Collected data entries
□ □ □ □ □

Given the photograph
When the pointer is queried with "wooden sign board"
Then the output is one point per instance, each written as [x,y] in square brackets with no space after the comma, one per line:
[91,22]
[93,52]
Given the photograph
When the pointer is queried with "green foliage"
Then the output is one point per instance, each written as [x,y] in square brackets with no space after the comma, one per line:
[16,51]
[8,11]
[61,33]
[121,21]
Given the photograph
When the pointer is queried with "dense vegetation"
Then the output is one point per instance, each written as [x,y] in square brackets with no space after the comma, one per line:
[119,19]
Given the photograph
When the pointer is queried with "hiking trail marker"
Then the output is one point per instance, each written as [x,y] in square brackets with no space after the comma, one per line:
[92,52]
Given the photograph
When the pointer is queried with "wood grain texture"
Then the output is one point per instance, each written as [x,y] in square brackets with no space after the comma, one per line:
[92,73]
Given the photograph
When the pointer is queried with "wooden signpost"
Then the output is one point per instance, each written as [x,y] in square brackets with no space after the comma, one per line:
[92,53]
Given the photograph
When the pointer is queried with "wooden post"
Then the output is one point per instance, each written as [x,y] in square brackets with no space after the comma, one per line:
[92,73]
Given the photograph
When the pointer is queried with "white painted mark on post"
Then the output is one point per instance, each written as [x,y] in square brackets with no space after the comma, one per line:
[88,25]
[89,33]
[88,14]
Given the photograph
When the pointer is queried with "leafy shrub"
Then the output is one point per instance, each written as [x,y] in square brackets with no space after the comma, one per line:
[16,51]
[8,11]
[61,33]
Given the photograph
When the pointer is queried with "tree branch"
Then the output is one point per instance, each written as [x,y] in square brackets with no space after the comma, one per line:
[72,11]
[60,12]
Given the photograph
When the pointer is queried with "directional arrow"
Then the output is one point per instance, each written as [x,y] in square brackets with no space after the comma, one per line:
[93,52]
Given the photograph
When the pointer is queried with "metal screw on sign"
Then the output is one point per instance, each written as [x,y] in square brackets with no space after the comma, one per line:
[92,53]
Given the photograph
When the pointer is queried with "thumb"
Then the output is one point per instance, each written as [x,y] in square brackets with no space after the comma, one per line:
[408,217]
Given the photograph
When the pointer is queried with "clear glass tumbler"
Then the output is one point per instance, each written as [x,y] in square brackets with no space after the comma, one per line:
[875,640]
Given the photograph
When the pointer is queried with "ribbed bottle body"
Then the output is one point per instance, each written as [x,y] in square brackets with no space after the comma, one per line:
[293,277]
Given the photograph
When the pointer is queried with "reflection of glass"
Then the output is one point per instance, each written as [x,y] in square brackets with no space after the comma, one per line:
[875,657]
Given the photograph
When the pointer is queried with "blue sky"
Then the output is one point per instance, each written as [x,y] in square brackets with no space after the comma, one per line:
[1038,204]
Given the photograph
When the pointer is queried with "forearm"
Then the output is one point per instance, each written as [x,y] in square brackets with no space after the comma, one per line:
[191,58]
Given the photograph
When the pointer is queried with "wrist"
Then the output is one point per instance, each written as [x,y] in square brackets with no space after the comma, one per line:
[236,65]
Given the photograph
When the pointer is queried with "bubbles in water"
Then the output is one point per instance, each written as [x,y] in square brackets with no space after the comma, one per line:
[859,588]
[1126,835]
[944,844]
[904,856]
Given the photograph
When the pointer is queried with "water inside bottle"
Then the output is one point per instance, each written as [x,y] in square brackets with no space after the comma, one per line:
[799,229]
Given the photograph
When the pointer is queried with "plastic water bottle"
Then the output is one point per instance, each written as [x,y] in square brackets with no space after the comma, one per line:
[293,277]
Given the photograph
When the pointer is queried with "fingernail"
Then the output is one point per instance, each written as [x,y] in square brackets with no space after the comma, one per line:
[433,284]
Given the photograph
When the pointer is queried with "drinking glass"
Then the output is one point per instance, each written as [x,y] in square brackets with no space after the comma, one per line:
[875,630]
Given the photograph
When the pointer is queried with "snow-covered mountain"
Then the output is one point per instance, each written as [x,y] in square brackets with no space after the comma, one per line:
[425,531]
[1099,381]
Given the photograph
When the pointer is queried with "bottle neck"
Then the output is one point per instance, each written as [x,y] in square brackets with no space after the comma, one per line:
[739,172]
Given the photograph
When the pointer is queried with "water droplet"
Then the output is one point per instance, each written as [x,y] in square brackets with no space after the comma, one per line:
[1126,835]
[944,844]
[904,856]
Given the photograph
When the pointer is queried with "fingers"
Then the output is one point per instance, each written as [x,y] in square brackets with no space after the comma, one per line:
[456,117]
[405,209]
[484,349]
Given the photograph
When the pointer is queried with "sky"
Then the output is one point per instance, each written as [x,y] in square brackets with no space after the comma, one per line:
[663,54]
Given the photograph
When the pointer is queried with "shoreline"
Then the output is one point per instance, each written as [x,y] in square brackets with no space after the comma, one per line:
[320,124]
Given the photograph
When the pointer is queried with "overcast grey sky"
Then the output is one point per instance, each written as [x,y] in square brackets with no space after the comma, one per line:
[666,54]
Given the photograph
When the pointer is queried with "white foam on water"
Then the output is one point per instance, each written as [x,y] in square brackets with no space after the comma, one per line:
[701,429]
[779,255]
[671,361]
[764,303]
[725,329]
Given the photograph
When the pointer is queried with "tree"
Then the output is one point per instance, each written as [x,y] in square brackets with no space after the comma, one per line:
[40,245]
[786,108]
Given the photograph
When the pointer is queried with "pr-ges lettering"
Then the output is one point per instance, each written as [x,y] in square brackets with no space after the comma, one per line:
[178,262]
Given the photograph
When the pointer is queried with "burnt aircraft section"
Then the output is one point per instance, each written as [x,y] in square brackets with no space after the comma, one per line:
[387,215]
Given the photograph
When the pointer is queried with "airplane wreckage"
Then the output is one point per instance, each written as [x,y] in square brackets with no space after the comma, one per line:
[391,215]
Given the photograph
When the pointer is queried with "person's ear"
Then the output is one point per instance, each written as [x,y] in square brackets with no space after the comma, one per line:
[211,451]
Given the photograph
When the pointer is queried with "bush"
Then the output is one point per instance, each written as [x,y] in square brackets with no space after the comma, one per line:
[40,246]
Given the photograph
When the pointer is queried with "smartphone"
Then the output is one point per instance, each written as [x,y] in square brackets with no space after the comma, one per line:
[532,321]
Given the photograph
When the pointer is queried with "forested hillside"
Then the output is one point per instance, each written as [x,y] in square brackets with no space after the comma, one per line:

□ □ □ □ □

TASK PROMPT:
Write down every line of the data exactly as it appears above.

OUTPUT OF THE TASK:
Given the photograph
When the pointer is queried with "wooden sign board"
Then the output is one point per instance, each written as [x,y] in square brackets with no space after the comma, one per line:
[91,22]
[93,52]
Given the photograph
When the pointer is queried with "green foliage"
Then the output is one point per instance, each written as [x,y] in square brackets with no space after the comma, one per line:
[16,51]
[8,11]
[61,33]
[121,21]
Given the photograph
When the pointer is queried with "dense vegetation"
Then the output is one point per instance, each written as [x,y] in square brackets with no space after the comma, one per line:
[119,19]
Given the photograph
When the pointer is queried with "hiking trail marker"
Then the output is one point per instance, each written as [x,y] in square brackets with no space after the comma, one per line:
[92,52]
Given the photograph
When the pointer is queried with "wood grain texture"
Then the output is one point per instance, each written as [x,y] in square brackets with no space after the comma, one per line:
[92,73]
Given the photograph
When the pointer is queried with "wooden signpost"
Then the output is one point per instance, each written as [x,y] in square brackets with no space after the comma, one per line:
[92,53]
Given the photograph
When the pointer is queried with "wooden post"
Then the output is one point per instance, each written as [x,y] in square brackets with no space after the comma, one per line:
[92,73]
Given the photograph
When the pointer is queried with "white painted mark on post"
Then the output is one point per instance, each written as [x,y] in square brackets with no space after the comma, one per line:
[88,25]
[89,33]
[88,14]
Given the photograph
When the pointer is queried with "leafy shrub"
Then the output is one point per instance, each written as [x,y] in square brackets with no space after the comma, one per line:
[16,51]
[8,11]
[61,33]
Given the photograph
When the pointer is queried with "tree branch"
Then the output is one point per instance, each written as [x,y] in square brackets with no space after the comma, one per line:
[72,11]
[60,12]
Given the photograph
When the pointer is queried with "directional arrow"
Then the output is one point per instance, each written as [x,y] in square brackets with no space after the comma, one per line:
[93,52]
Given the photograph
When the pointer is queried with "metal screw on sign"
Then the output is one point per instance, each written as [x,y] in square brackets with no space after the comma, one per line:
[92,53]
Given the photograph
When the pointer is queried with "thumb"
Then the output is one point per instance, each written as [x,y] in square brackets with no space after the comma, one per line:
[408,217]
Given the photograph
When the pointer is queried with "clear glass tumbler"
Then the output is one point per instance, each written as [x,y] in square brackets with no space after the comma, one per line:
[875,640]
Given the photograph
When the pointer is queried with "ribbed bottle body"
Then the output is one point per instance, each written as [x,y] in square brackets with no space after the comma, one per line:
[293,277]
Given the photograph
When the pointer is queried with "reflection of glass"
Then the output is one point per instance, each written as [x,y] in square brackets with no space after the comma, one per line:
[875,657]
Given the photograph
When the pointer is queried with "blue sky"
Then the output is one point per instance, each written as [x,y] in square brackets with no space after the comma, one per line:
[1038,204]
Given the photograph
When the pointer is queried with "forearm"
Then the output is one point per instance, each written as [x,y] in square brackets with no space after the comma, one per line:
[191,58]
Given the photograph
When the pointer is queried with "wrist"
Then the output is one point per instance, each written as [x,y] in square brackets with no space after the comma, one per line:
[236,65]
Given the photograph
When the pointer is queried with "bubbles in water"
Then the output is one point per instance, each written as [x,y] in square brackets with no space after the comma, one per line:
[859,588]
[1126,835]
[944,844]
[904,856]
Given the photograph
When the pointer is queried with "water inside bottle"
Then the output is one point per instance, each written as [x,y] in square brackets with no space after the comma, one per line:
[799,229]
Given the photograph
When the pointer is queried with "plastic water bottle"
Then the output is one point per instance, each written as [x,y] in square brackets with no space after the comma, one per line:
[293,277]
Given the photograph
When the pointer is queried with "fingernail"
Then the output is one point per instance, each written as [x,y] in square brackets with no space after the comma, one per line:
[433,284]
Given the photograph
When the pointer is queried with "drinking glass"
Then the output is one point per instance, each written as [x,y] in square brackets with no space after the comma, one per line:
[875,630]
Given the photograph
When the pointer is queried with "snow-covered mountain"
Then the output is one point per instance, each written as [x,y] in square brackets with no space after the comma, one per line:
[425,531]
[1099,381]
Given the photograph
When the pointer is queried with "bottle neck"
Then the output is one point per instance, each written as [x,y] in square brackets with no space after the comma, one per line:
[739,172]
Given the photograph
When the pointer is queried with "water droplet"
Then the output is one point per instance, each written as [x,y] in square brackets with no space after the comma, one per line:
[1126,835]
[944,844]
[904,856]
Given the photograph
When the pointer is queried with "fingers"
Then the output is one point per instance, each written as [x,y] in square brackets with no space after the comma, one per line:
[456,117]
[405,209]
[484,349]
Given the photograph
When the pointer is queried with "sky"
Then the output is one point per instance, each written as [x,y] in square brackets with no space after the comma, one per line:
[663,54]
Given the photograph
When the pointer is queried with "shoreline"
Then the output is one point per instance, each written as [x,y] in square brackets with no space after the comma, one per line:
[320,124]
Given the photograph
When the pointer is queried with "overcast grey sky"
Then the output is one point per instance, each written as [x,y] in square brackets with no space after the comma, one per line:
[666,54]
Given the photograph
When the pointer is queried with "white foam on water"
Then the output is one point per instance, each written as [x,y] in square brackets with no space after the comma, one per line:
[701,429]
[779,255]
[671,361]
[764,303]
[725,329]
Given the photograph
When the pointer is queried with "tree"
Then the output is one point per instance, each written as [x,y] in square brackets with no space after the comma, one per line:
[40,245]
[786,108]
Given the photograph
When the pointer is queried with "pr-ges lettering"
Then the output is one point per instance, each written as [x,y] in square brackets with no space after the comma, one per line:
[178,262]
Given the photograph
When the pointer is queried with "burnt aircraft section"
Then the output is one point per instance, each written as [x,y] in square brackets with no space after the comma, one per line:
[387,215]
Given the photograph
When the pointer is queried with "airplane wreckage"
Then the output is one point per instance, each written as [x,y] in square brackets with no space after the comma, one per line:
[391,215]
Given the photograph
When the pointer is queried with "person's ear"
Then the output is one point per instance, each written as [x,y] in square brackets with no space after the comma, one per line:
[211,451]
Given the photograph
When the pointer is queried with "bush"
Then the output is one point per instance, each written as [x,y] in square brackets with no space after the comma, one per line:
[40,246]
Given the photograph
When the pointer is queried with "smartphone"
Then the output is one point per instance, each written as [x,y] in square brackets with no space after the comma, one per line:
[532,321]
Given the photograph
When the pointer is queried with "forested hillside"
Then the output is one point per instance, each written as [x,y] in square brackets with no space after the comma, one per line:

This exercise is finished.